* [WORK ORDER A]
In the co-dependency discussion, how does Kathy view co-dependency instead of as a disease?
* [WORK ORDER B]
From the co-dependency discussion, output the passage verbatim, starting at the words "As a matter" and ending after "of their problems.".

* [PAGE EXTRACT]

..........

Co-dependency *is* real.  If it isn't, why is it so common for partners of
addicted/abusive partners to get out of that relationship, only to end up
in *another* relationship with addictive and/or abusive partners?

The problem with the article is this idea of laying "blame".  I do *not* 
believe that modelling co-dependency as a disease "blames" the victim.  But
I think it enables the victim to recognize that they *do* have control over
the patterns of their lives.

If my life is dysfunctional, because I continually get involved with people
who I think I can help, who abuse me and don't appreciate me, if I seek
validation for myself from how much I can help others, I need to change my
life so that it *is* functional.  Saying that "fault" lies with society, etc, 
might be *true*, but it doesn't help *me*.  Before I can do anything for
anyone else, I need to help myself.  Blaming the problem on abstract constructs
such as "society" doesn't help me be happier and more in control of my life.
Recognizing that there is a problem, and that the problem is within (which
doesn't mean that the problem is my *fault*, just that it exist inside me)
gives me the power to *fix* the problem.  If I try to fix society while my
life is dysfunctional, nothing will ever happen.

As a matter of fact, I think the article is doing what it claims society does.
It is putting society, and other people, *before* the individual person.
This is what society has been doing to women forever: "You aren't important.
It is your duty to help others, not yourself."  The article suggests that 
women who are co-dependent should try to fix society before they try to fix
themselves.  And to that I say: bah humbug!

No, generosity and altruism aren't diseases.  Giving of yourself until there
is nothing left for *you*, *that* isn't altruism, that's unhealthy.

Recognizing co-dependency as a disease gives those who's lives are affected
by it the power to heal *themselves*, rather than being dependent on the
ever-elusive society to "get better" and thus rid them of their problems.

D!
28.5SANDS::MAXHAMSnort when you laugh!Thu Apr 26 1990 11:556
I agree, D! Though I do think the article raises good questions. 

My nit has to do with calling co-dependency a disease. I see it as
a behavior pattern, not a sickness.

Kathy
28.6Re: .1CURIE::HAROUTIANThu Apr 26 1990 12:4580

	This article makes my blood boil. It presents a simplistic and
        spurious approach to something that's a very serious problem.
        ( I've read several issues of
	the Utne Reader, and they all seem to be written in a similar
	simplistic, pseudoanalytical, "let's propose something-anything
	and spend the article arguing the point", without establishing
	base-line facts.)

	Codependency is NOT "the disease of people whose problem is
	an excessive tendency to help other people."  Codependency IS
	an unhealthy addiction to another person, or a style of being
	addicted to other people, such that the individual lives through
	that other person.  Characteristic behaviors of codependents
	include not knowing what they, as individuals, want for themselves;
	putting other people ahead of their own needs, all the time,
	without regard for how severe their own needs may be; not being
	able to say "no" and set reasonable boundaries with other
	people; chronic low-grade depression; inability to ask for, and
	to receive, support and help when needed(to name just a few that
	come instantly to mind).  Of course, there's always sexual abuse,
	which results in severe problems of lack of personal boundary.

..........

* [RECORDED INFORMATION]
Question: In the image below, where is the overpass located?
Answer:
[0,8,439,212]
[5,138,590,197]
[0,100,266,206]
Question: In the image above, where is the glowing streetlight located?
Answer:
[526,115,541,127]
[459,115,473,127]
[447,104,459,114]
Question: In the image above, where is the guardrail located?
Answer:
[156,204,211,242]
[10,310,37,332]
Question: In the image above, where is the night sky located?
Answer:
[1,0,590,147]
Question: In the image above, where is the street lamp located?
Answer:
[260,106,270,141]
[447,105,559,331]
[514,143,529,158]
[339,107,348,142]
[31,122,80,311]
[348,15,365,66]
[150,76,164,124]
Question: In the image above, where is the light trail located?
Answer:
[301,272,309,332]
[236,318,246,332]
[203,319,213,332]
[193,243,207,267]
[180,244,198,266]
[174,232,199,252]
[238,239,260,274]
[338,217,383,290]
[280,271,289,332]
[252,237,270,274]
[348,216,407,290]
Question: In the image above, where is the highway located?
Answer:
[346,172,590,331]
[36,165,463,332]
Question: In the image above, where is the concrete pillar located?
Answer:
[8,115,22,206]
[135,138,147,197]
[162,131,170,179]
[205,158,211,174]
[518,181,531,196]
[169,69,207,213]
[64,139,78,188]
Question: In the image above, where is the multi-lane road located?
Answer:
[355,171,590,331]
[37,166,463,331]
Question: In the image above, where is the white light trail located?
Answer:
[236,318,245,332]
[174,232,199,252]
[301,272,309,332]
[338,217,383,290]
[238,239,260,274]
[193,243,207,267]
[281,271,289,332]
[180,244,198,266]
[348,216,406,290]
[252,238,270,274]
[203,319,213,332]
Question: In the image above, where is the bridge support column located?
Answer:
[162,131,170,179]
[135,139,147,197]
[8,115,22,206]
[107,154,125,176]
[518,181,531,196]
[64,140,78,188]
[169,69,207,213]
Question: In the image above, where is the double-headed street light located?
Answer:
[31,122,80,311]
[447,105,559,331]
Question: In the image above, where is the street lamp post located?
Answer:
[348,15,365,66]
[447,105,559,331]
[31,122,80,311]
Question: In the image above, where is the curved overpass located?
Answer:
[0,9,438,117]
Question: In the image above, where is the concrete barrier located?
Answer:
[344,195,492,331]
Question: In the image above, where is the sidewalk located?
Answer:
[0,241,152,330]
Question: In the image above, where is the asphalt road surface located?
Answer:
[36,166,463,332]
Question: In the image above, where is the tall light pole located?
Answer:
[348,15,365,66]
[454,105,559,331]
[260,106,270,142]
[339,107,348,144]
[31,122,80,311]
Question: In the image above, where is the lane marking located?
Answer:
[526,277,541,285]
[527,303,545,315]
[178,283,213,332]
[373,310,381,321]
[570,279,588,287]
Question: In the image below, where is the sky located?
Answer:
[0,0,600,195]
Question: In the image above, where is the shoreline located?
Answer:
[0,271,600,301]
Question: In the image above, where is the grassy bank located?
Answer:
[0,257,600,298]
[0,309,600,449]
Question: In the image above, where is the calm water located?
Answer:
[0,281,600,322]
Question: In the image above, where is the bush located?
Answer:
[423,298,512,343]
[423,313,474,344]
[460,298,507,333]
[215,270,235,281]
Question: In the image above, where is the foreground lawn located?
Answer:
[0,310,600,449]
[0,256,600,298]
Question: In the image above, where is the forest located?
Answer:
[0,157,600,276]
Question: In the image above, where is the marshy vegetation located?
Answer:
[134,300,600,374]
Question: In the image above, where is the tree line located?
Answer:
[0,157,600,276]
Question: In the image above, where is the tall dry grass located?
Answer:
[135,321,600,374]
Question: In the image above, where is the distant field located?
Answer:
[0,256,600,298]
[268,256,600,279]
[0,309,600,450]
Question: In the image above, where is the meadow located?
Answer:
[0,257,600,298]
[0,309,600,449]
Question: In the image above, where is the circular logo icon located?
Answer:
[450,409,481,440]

..........

* [EXERCISE SOLUTION A]
She sees it as a behavior pattern, not a sickness.

* [EXERCISE SOLUTION B]
As a matter of fact, I think the article is doing what it claims society does.
It is putting society, and other people, *before* the individual person.
This is what society has been doing to women forever: "You aren't important.
It is your duty to help others, not yourself."  The article suggests that 
women who are co-dependent should try to fix society before they try to fix
themselves.  And to that I say: bah humbug!

No, generosity and altruism aren't diseases.  Giving of yourself until there
is nothing left for *you*, *that* isn't altruism, that's unhealthy.

Recognizing co-dependency as a disease gives those who's lives are affected
by it the power to heal *themselves*, rather than being dependent on the
ever-elusive society to "get better" and thus rid them of their problems.